• **Exercise**
Swap "Target" for "Label" in every entry below and write the entries out again with nothing else changed. Leave the pictures out of your answer.

Data taken from a collection:
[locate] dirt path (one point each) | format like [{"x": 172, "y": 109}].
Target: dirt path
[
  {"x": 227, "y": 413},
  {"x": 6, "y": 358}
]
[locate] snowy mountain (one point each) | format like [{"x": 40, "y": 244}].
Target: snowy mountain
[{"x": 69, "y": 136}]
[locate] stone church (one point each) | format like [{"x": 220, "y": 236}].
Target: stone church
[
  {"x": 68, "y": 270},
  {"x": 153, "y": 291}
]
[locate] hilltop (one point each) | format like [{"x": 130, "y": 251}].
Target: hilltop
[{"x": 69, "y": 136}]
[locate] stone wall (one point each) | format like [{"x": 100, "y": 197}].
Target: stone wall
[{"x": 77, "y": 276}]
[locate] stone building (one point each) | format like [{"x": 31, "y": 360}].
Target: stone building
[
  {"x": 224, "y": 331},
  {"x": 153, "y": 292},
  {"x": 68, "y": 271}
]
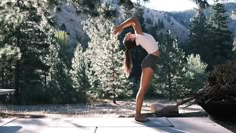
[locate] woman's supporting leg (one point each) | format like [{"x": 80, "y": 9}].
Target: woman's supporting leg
[{"x": 146, "y": 78}]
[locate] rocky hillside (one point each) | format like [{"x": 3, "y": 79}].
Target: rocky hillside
[
  {"x": 69, "y": 20},
  {"x": 184, "y": 17}
]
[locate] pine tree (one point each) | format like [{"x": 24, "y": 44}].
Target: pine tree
[
  {"x": 199, "y": 39},
  {"x": 170, "y": 69},
  {"x": 106, "y": 60},
  {"x": 195, "y": 74},
  {"x": 79, "y": 74},
  {"x": 25, "y": 27},
  {"x": 221, "y": 38}
]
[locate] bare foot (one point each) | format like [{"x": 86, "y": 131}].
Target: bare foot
[{"x": 141, "y": 119}]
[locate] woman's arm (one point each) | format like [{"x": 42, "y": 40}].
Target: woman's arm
[{"x": 133, "y": 21}]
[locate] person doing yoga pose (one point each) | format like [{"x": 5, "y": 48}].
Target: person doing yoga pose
[{"x": 148, "y": 42}]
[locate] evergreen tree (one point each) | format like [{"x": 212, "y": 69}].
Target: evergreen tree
[
  {"x": 106, "y": 60},
  {"x": 79, "y": 74},
  {"x": 25, "y": 28},
  {"x": 220, "y": 37},
  {"x": 62, "y": 88},
  {"x": 195, "y": 74},
  {"x": 199, "y": 39},
  {"x": 170, "y": 69}
]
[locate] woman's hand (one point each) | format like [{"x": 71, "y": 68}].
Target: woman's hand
[{"x": 117, "y": 30}]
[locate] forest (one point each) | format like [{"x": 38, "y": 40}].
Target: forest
[{"x": 44, "y": 65}]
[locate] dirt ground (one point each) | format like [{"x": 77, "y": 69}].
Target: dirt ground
[{"x": 102, "y": 109}]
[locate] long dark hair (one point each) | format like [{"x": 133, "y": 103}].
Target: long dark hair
[{"x": 129, "y": 44}]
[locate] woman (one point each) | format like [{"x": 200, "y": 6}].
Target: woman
[{"x": 148, "y": 64}]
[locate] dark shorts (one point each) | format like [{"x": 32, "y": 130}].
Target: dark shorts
[{"x": 150, "y": 61}]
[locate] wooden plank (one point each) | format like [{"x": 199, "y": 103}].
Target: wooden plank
[{"x": 6, "y": 91}]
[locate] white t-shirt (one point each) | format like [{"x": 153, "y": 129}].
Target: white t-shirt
[{"x": 147, "y": 41}]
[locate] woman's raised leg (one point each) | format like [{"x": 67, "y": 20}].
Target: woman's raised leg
[{"x": 146, "y": 78}]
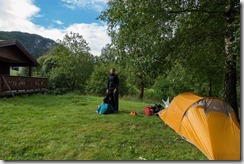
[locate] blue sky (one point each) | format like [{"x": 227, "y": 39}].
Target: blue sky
[
  {"x": 55, "y": 18},
  {"x": 60, "y": 14}
]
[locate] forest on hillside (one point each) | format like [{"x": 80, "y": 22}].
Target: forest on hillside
[{"x": 159, "y": 49}]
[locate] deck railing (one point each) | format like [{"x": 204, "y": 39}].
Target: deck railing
[{"x": 12, "y": 85}]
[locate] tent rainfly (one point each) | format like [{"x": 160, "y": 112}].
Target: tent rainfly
[{"x": 208, "y": 123}]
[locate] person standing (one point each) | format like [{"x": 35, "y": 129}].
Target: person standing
[{"x": 113, "y": 89}]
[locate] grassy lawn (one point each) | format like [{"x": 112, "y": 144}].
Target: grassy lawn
[{"x": 67, "y": 127}]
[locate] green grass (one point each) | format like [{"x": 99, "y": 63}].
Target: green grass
[{"x": 67, "y": 127}]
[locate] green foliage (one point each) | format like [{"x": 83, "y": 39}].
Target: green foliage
[
  {"x": 66, "y": 127},
  {"x": 68, "y": 65}
]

• **Output**
[locate] dirt path (one point each) | format like [{"x": 172, "y": 109}].
Label: dirt path
[
  {"x": 227, "y": 413},
  {"x": 6, "y": 358}
]
[locate] snowy mountain (one point each) | format like [{"x": 40, "y": 244}].
Label: snowy mountain
[{"x": 69, "y": 136}]
[locate] stone church (one point each) | format like [{"x": 220, "y": 236}].
Label: stone church
[
  {"x": 68, "y": 270},
  {"x": 153, "y": 291}
]
[locate] hilltop (one point each) | format like [{"x": 130, "y": 251}].
Label: hilltop
[{"x": 69, "y": 136}]
[locate] stone wall (one point each) | format like [{"x": 100, "y": 197}].
Label: stone wall
[{"x": 77, "y": 276}]
[locate] stone building (one point each) | format like [{"x": 31, "y": 360}].
Label: stone building
[
  {"x": 224, "y": 331},
  {"x": 153, "y": 292},
  {"x": 68, "y": 271}
]
[locate] woman's supporting leg (one point each) | format like [{"x": 80, "y": 9}].
Label: woman's supporting leg
[{"x": 146, "y": 78}]
[locate] rocky hillside (one point each) | format like [{"x": 3, "y": 79}].
Label: rocky hillside
[
  {"x": 69, "y": 20},
  {"x": 184, "y": 17}
]
[locate] pine tree (one point each) | format like [{"x": 24, "y": 44}].
Label: pine tree
[
  {"x": 199, "y": 39},
  {"x": 170, "y": 69},
  {"x": 106, "y": 60},
  {"x": 195, "y": 74},
  {"x": 79, "y": 74},
  {"x": 25, "y": 27},
  {"x": 221, "y": 38}
]
[locate] bare foot (one point each) | format like [{"x": 86, "y": 131}].
Label: bare foot
[{"x": 141, "y": 119}]
[locate] woman's arm (one point each) | format like [{"x": 42, "y": 40}].
Label: woman's arm
[{"x": 133, "y": 21}]
[locate] person doing yoga pose (one point each) | format like [{"x": 5, "y": 48}].
Label: person doing yoga pose
[{"x": 148, "y": 42}]
[locate] evergreen tree (one point each) | format like [{"x": 212, "y": 69}].
Label: evergreen tree
[
  {"x": 106, "y": 60},
  {"x": 79, "y": 74},
  {"x": 25, "y": 28},
  {"x": 220, "y": 37},
  {"x": 62, "y": 88},
  {"x": 195, "y": 74},
  {"x": 199, "y": 39},
  {"x": 170, "y": 69}
]
[locate] woman's hand (one point each) | format like [{"x": 71, "y": 68}].
Label: woman's hand
[{"x": 117, "y": 30}]
[locate] forest (one point each) | format like [{"x": 38, "y": 40}].
Label: forest
[{"x": 44, "y": 65}]
[locate] dirt ground (one point each) | format like [{"x": 77, "y": 69}].
Label: dirt ground
[{"x": 102, "y": 109}]
[locate] long dark hair (one point each) | format like [{"x": 133, "y": 103}].
Label: long dark hair
[{"x": 129, "y": 44}]
[locate] woman (one point each) | format like [{"x": 200, "y": 6}].
Label: woman
[{"x": 148, "y": 64}]
[locate] dark shorts (one point each) | format like [{"x": 32, "y": 130}].
Label: dark shorts
[{"x": 150, "y": 61}]
[locate] wooden plank (one point each) | format like [{"x": 199, "y": 103}].
Label: wooden plank
[{"x": 6, "y": 91}]
[locate] white t-shirt (one point each) | format like [{"x": 153, "y": 129}].
Label: white t-shirt
[{"x": 147, "y": 41}]
[locate] woman's raised leg (one point each) | format like [{"x": 67, "y": 20}].
Label: woman's raised leg
[{"x": 146, "y": 78}]
[locate] blue sky (one point each) | format like [{"x": 227, "y": 39}].
Label: blue sky
[
  {"x": 55, "y": 18},
  {"x": 60, "y": 14}
]
[locate] forest on hillside (one point each) | format like [{"x": 80, "y": 22}].
Label: forest on hillside
[{"x": 159, "y": 49}]
[locate] deck railing (one point each) | format like [{"x": 204, "y": 39}].
Label: deck railing
[{"x": 12, "y": 85}]
[locate] tent rainfly (one point each) | format like [{"x": 160, "y": 112}].
Label: tent rainfly
[{"x": 208, "y": 123}]
[locate] person standing (one point each) | format like [{"x": 35, "y": 129}].
Label: person standing
[{"x": 113, "y": 89}]
[locate] grassy lawn (one point each) | format like [{"x": 112, "y": 144}].
Label: grassy lawn
[{"x": 67, "y": 127}]
[locate] green grass (one point each) | format like [{"x": 99, "y": 63}].
Label: green grass
[{"x": 67, "y": 127}]
[locate] green foliage (one point each) | format like [{"x": 83, "y": 39}].
Label: green foliage
[
  {"x": 66, "y": 127},
  {"x": 68, "y": 65}
]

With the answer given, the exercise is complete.